[Dataset content Boundary: Start]

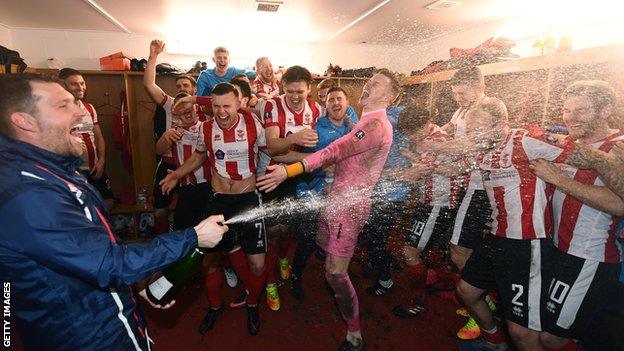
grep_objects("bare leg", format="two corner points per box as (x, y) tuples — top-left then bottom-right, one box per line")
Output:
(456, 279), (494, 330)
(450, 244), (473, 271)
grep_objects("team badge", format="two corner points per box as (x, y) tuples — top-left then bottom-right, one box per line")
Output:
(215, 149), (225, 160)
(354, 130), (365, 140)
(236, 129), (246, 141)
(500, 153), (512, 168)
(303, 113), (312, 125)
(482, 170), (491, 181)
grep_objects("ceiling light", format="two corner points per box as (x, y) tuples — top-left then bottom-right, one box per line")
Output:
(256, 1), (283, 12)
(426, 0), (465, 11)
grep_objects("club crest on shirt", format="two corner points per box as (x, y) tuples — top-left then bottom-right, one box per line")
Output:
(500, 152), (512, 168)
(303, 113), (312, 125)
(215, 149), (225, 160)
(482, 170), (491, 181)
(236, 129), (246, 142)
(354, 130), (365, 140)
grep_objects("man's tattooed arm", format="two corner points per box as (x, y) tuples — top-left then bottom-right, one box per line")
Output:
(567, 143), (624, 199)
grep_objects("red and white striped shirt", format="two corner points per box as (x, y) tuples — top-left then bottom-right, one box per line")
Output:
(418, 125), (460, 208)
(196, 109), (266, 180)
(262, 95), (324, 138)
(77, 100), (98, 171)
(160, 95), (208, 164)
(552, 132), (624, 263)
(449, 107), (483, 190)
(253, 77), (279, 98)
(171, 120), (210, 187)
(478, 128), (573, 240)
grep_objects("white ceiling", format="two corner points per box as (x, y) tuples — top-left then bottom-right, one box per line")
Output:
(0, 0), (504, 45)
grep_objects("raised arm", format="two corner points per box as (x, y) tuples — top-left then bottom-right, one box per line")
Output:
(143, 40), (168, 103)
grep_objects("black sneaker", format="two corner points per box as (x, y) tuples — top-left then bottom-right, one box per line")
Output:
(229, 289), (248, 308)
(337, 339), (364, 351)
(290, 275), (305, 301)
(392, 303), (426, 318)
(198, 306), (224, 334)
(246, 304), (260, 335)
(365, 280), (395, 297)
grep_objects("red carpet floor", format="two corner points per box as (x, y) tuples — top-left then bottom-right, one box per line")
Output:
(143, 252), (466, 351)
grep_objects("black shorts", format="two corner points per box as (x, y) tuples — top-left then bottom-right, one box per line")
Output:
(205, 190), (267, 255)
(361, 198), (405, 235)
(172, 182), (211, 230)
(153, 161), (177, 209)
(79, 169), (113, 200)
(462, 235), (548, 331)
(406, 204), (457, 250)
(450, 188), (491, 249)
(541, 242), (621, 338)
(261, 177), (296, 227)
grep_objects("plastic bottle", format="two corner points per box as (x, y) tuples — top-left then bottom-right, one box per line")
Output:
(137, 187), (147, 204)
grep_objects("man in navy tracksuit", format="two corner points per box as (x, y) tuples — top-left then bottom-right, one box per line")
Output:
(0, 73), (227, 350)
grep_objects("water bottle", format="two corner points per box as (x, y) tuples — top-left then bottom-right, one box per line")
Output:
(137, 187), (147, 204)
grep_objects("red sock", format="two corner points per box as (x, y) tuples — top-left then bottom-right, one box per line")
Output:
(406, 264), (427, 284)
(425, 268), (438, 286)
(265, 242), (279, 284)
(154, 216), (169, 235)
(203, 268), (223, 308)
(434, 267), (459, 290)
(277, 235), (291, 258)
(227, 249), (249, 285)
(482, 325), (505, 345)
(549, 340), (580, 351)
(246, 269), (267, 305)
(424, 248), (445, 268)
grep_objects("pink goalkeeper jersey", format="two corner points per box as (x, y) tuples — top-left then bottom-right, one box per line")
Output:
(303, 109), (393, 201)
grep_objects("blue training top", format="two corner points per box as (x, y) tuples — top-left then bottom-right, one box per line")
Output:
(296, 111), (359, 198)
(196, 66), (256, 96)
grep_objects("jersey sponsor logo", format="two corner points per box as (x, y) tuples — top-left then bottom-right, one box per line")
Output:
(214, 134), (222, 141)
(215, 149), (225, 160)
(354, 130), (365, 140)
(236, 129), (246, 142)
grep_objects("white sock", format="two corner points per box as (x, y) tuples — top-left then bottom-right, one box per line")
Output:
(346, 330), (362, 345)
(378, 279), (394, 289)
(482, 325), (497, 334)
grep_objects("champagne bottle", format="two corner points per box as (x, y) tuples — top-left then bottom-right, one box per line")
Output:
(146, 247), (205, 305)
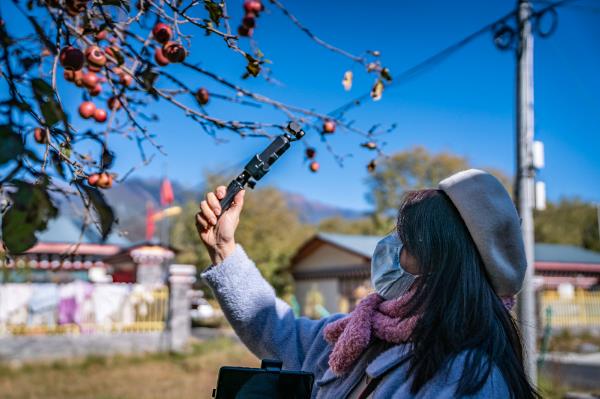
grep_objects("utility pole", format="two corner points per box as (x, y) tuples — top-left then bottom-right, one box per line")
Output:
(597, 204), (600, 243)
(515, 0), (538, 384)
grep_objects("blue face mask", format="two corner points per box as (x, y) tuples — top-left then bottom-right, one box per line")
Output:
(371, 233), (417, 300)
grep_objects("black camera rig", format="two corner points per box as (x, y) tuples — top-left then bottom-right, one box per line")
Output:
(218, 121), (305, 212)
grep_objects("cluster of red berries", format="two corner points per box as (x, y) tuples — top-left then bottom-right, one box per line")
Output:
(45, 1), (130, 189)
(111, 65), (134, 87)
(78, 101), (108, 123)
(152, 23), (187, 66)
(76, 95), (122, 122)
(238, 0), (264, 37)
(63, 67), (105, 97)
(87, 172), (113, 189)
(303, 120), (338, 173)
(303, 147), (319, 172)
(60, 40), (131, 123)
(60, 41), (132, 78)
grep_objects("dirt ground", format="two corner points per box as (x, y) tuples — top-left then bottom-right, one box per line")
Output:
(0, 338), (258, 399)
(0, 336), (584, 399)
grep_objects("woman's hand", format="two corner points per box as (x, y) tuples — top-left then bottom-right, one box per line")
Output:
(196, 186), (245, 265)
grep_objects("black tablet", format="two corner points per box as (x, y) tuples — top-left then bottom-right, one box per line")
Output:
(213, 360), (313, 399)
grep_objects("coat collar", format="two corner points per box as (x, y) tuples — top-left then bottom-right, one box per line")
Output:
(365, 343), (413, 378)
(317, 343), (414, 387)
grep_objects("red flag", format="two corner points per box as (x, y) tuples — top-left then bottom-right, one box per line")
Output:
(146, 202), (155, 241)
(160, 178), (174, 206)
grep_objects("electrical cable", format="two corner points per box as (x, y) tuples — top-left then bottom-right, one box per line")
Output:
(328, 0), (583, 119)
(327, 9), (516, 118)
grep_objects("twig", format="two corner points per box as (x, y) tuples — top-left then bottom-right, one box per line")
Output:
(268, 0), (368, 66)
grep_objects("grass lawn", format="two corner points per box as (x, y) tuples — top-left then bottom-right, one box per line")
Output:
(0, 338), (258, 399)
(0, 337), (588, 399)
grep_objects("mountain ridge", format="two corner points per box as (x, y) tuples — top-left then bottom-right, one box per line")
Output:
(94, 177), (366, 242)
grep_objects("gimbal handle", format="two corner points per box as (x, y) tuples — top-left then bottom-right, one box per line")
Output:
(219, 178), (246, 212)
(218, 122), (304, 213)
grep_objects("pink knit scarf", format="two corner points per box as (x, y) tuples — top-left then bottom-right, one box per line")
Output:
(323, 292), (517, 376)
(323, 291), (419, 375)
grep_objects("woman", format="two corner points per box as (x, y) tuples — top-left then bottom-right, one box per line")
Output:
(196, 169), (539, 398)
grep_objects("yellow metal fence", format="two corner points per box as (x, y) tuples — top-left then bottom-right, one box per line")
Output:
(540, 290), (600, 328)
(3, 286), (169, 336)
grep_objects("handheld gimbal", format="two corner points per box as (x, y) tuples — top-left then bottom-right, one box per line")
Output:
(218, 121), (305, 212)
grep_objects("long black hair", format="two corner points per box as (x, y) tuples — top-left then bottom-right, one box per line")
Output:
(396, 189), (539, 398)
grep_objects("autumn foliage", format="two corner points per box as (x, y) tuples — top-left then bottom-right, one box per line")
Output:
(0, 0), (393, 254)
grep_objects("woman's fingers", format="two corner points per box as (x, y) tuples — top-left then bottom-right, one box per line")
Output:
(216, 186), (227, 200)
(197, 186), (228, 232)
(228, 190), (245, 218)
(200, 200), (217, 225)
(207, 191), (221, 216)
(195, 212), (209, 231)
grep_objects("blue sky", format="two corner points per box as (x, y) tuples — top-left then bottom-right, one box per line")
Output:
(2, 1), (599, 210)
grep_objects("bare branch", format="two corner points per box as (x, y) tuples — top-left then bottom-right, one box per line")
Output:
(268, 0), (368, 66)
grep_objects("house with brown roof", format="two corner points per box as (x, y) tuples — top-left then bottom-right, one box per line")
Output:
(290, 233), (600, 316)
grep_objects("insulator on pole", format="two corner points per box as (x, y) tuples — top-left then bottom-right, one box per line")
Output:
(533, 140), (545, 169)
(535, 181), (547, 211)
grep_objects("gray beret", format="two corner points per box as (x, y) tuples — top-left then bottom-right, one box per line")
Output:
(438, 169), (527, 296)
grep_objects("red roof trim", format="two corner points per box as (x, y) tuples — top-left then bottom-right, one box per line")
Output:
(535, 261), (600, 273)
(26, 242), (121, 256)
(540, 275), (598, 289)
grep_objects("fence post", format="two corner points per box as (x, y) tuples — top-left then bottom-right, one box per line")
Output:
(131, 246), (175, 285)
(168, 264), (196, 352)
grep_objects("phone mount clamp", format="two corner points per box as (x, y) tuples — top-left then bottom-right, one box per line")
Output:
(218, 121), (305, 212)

[Dataset content Boundary: End]

→ What the task requires
A complete answer gives every line of the records holding "bare".

→ Exercise solution
grep_objects("bare leg", format="two corner points per box as (x, y) tuples — top-left then bottom-right, one box per line")
grep_objects("bare branch", format="two corner points per box as (x, y) tuples — top-left then bottom-right, one box per line")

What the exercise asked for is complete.